GOAL: Copy out the listing exactly.

DATASET EXCERPTS:
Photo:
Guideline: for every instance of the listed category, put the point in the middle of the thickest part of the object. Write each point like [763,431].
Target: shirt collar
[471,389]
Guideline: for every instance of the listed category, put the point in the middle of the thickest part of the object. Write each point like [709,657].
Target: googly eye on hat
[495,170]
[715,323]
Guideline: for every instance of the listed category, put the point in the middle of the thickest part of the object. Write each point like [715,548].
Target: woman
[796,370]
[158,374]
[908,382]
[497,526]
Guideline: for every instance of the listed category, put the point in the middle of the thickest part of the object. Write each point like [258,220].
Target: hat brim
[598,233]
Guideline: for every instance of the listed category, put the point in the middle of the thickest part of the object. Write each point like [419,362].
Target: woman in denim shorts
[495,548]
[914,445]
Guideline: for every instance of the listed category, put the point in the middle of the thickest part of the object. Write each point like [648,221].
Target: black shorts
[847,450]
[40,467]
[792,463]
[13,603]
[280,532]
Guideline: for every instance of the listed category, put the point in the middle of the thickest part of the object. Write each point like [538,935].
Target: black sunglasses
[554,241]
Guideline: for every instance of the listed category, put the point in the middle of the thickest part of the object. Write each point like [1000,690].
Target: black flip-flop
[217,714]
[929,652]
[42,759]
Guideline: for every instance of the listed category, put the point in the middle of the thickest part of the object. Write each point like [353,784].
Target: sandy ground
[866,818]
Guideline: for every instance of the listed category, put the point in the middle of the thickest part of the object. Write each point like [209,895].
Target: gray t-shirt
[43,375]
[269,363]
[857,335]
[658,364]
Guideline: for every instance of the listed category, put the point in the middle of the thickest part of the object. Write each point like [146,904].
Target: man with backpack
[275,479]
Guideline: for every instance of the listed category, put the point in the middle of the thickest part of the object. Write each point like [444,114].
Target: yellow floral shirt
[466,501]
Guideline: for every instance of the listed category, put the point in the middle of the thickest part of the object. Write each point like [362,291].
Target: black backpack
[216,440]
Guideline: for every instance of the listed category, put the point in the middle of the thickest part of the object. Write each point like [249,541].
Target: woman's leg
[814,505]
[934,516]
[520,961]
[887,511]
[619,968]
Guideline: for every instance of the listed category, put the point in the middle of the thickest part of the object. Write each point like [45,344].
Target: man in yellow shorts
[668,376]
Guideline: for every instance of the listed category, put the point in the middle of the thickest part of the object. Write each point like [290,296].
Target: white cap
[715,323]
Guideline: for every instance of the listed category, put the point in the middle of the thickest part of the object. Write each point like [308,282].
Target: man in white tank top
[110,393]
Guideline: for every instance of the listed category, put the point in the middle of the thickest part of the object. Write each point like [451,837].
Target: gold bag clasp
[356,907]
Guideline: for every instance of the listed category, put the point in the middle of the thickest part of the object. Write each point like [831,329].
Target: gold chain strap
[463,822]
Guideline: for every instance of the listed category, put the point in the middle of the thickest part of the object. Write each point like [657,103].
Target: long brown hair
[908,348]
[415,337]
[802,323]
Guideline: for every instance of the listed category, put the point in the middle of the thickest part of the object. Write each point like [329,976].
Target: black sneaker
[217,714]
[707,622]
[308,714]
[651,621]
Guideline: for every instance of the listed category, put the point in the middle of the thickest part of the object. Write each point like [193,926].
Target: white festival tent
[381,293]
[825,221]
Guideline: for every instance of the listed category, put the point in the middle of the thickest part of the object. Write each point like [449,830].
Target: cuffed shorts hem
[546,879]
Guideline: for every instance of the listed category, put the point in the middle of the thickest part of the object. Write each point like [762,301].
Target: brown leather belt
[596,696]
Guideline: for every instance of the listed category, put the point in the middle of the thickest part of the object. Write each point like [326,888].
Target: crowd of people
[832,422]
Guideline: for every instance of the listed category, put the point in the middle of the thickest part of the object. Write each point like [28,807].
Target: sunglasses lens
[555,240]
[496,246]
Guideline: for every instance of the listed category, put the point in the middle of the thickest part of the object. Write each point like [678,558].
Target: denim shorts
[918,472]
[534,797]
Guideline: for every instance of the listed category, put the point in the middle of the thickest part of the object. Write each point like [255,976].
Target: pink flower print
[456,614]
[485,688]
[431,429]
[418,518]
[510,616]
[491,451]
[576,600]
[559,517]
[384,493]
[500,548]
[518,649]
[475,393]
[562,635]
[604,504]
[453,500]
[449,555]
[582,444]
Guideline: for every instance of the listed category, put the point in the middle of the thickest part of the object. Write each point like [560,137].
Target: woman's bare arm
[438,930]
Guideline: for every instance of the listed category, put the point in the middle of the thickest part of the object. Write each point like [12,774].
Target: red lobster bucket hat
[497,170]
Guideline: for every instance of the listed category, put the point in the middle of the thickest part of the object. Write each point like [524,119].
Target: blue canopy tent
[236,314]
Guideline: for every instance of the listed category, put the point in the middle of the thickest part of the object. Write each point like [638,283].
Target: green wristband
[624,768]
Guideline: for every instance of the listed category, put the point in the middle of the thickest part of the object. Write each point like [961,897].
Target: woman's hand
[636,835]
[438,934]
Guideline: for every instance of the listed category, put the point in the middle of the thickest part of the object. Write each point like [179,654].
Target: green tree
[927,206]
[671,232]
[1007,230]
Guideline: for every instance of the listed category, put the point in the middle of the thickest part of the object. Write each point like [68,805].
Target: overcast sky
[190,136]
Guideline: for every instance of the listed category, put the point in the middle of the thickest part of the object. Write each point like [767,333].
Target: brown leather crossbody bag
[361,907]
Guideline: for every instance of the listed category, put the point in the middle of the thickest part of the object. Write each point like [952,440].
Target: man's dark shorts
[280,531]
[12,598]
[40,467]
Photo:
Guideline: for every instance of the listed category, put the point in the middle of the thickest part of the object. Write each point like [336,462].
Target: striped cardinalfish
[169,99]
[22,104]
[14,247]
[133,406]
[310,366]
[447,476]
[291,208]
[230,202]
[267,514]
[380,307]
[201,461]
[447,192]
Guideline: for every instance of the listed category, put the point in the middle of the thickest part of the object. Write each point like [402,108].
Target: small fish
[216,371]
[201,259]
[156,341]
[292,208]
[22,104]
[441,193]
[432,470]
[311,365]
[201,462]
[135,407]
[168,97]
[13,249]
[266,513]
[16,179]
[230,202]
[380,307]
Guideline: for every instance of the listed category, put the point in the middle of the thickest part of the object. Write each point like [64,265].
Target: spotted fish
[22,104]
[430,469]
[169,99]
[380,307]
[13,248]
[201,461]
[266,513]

EXERCISE OUTPUT:
Photo:
Guideline: for every instance of the listed category, put the point in the middle of the thickest part of the object. Write each point like [763,431].
Target: shirt collar
[471,389]
Guideline: for every instance of the listed category, put the point in the middle of the thickest part of the object. Write each point like [709,657].
Target: googly eye on hat
[495,170]
[715,323]
Guideline: for every instance of the listed category, put the point in the middle of the thickest part of the object. Write each point like [715,548].
Target: woman
[796,370]
[158,374]
[908,382]
[497,526]
Guideline: for every instance of the listed category, put the point in the middle of the thickest part of the object. Write each point like [258,220].
Target: hat brim
[598,233]
Guideline: for every instance of the listed category, put the point in the middle of the thickest part of the object. Write each point like [419,362].
Target: woman in denim shorts
[495,548]
[914,445]
Guideline: for every instance of the listed category, put the point in the middle of the thickest part of the object. Write each point like [648,221].
Target: black shorts
[847,450]
[40,467]
[792,463]
[13,603]
[280,532]
Guideline: for every instance of the listed category, put the point in the middle of the thickest part of the object. Write each point like [538,935].
Target: black sunglasses
[554,241]
Guideline: for every instance of the listed category, put the point in the middle of the thickest part of the object. Write each point like [1000,690].
Target: black flip-flop
[217,714]
[929,652]
[42,759]
Guideline: for every instance of the listed category, put the point in the middle of the thickest part of the object. Write each point like [353,784].
Target: sandy ground
[866,818]
Guideline: for every instance of the listed category, put the point in the middle of the thickest part of the object. Write each point like [209,895].
Target: gray t-shirt
[43,375]
[269,363]
[857,335]
[658,364]
Guideline: for every instance of the listed category, put the point in the middle of the thickest part of the object. Write each point like [146,904].
Target: man with backpack
[275,479]
Guideline: for every instance of the listed category, put the point in the middle of the thickest part of the object. Write each point like [444,114].
Target: yellow floral shirt
[466,501]
Guideline: for every instance of the listed category, put the point in the middle of the thickest part of the object. Write each point like [362,291].
Target: black backpack
[216,440]
Guideline: for every instance of the listed category, put the point in the middle of the thickest part of the object. Write each point like [249,541].
Target: woman's leg
[814,505]
[934,516]
[520,961]
[887,511]
[619,968]
Guideline: for every instance of the listed category, put the point in the middle of the thickest part of the object. Write each point like [45,344].
Target: man in yellow shorts
[668,376]
Guideline: for every instance of the listed category, put the point in the middle of the thickest part of the object. Write each point like [290,296].
Target: white cap
[715,323]
Guideline: for every instance of the listed category, put the point in the middle of the thickest part of the object. Write each point like [308,282].
Target: man in white tank top
[110,393]
Guideline: for every instance of the listed category, put the point in the middle of the thickest part of the object. Write each point like [451,837].
Target: gold bag clasp
[356,907]
Guideline: for every instance of the listed category, put the point in the middle of the thickest part of the object. Write each point like [831,329].
Target: gold chain strap
[463,822]
Guideline: for every instance of the listed category, put the point in the middle of the thickest part of the object. Write each point like [657,103].
Target: long brown hair
[908,348]
[415,337]
[802,323]
Guideline: for every instance of the listed category, put the point in the middle of the thickest part of the object. Write each point like [329,976].
Target: black sneaker
[217,714]
[707,622]
[308,714]
[651,621]
Guideline: for every instance of the listed category, put the point in the middle of the thickest part of the object. Write each point like [193,926].
Target: white festival tent
[381,293]
[825,221]
Guideline: for every instance of the listed category, put the point in the middle of the thickest part of the object. Write each point like [449,830].
Target: cuffed shorts hem
[546,879]
Guideline: for every instance of the listed category, put the point in the middle of the thickest part of the object. Write each point like [762,301].
Target: brown leather belt
[596,696]
Guideline: for every instance of the listed category, put the point in the middle of the thickest part of the object. Write each point like [326,888].
Target: crowd of people
[832,422]
Guideline: for every instance of the listed category, put the point in the middle of the thickest part of the object. Write each point like [28,807].
Target: sunglasses lens
[555,240]
[496,246]
Guideline: for every instance of the listed category, put the point in the middle of the thickest part of the object. Write each point like [678,558].
Target: denim shorts
[918,472]
[534,797]
Guideline: for every instance of the listed category, put the point in the middle of the thickest part of the object. Write each point like [255,976].
Target: pink flower print
[456,614]
[485,688]
[431,429]
[418,518]
[510,616]
[491,451]
[576,600]
[559,517]
[384,493]
[500,548]
[518,649]
[475,393]
[562,635]
[604,504]
[453,500]
[449,555]
[582,444]
Guideline: for every instance of the listed category, put the point in the middle of the thickest part of the object. Write each point like [560,137].
Target: woman's bare arm
[438,930]
Guideline: for every instance of the listed category, put the point in the middle of the thickest part of the object. Write each point like [12,774].
Target: red lobster bucket hat
[497,170]
Guideline: for every instance of the listed category, put the point in the middle of the thickest part of the object. Write each point like [524,119].
Target: blue canopy tent
[236,314]
Guideline: for every instance of the listed category, put the point in the middle of the thickest part of the object. Write each point like [638,283].
Target: green wristband
[624,768]
Guideline: for every instance of the listed category, put the point in the middle of the thickest part of the object. Write each point like [961,897].
Target: woman's hand
[636,835]
[438,934]
Guideline: for every instance of the listed category, put the point in the middle of the thickest part of the object. Write each point like [179,654].
Target: green tree
[927,206]
[671,232]
[1007,230]
Guideline: for every instance of the listed category, put the point in the middle of the thickest part of the object. Write each point like [68,805].
Target: overcast sky
[190,136]
Guideline: for every instance of the listed category, put the point in the middle of the thickest part of the object. Write each point like [767,333].
Target: brown leather crossbody bag
[361,907]
Guideline: for every instance of the listed category, put the point in the middle of the thickest part of the object. Write each point like [952,440].
Target: man's dark shorts
[280,531]
[12,598]
[40,467]
Photo:
Guideline: for every instance of the listed category, put the point in the middle of the thickest part of the object. Write each point like [336,462].
Target: striped cardinalfish
[169,99]
[22,104]
[14,247]
[133,406]
[310,366]
[447,476]
[291,208]
[230,202]
[267,514]
[380,307]
[201,461]
[447,192]
Guideline: for every instance of the listed category, put the point in the middle of the thickest part of the object. Write each point like [402,108].
Target: small fish
[216,371]
[201,259]
[156,341]
[292,208]
[22,104]
[441,193]
[432,470]
[311,365]
[201,462]
[135,407]
[168,97]
[13,249]
[266,513]
[16,179]
[230,202]
[380,307]
Guideline: for every instance of the listed category, put the point in the middle of the thickest part of the object. Write each point like [64,265].
Target: spotted fish
[22,104]
[430,469]
[169,99]
[380,307]
[13,248]
[201,461]
[266,513]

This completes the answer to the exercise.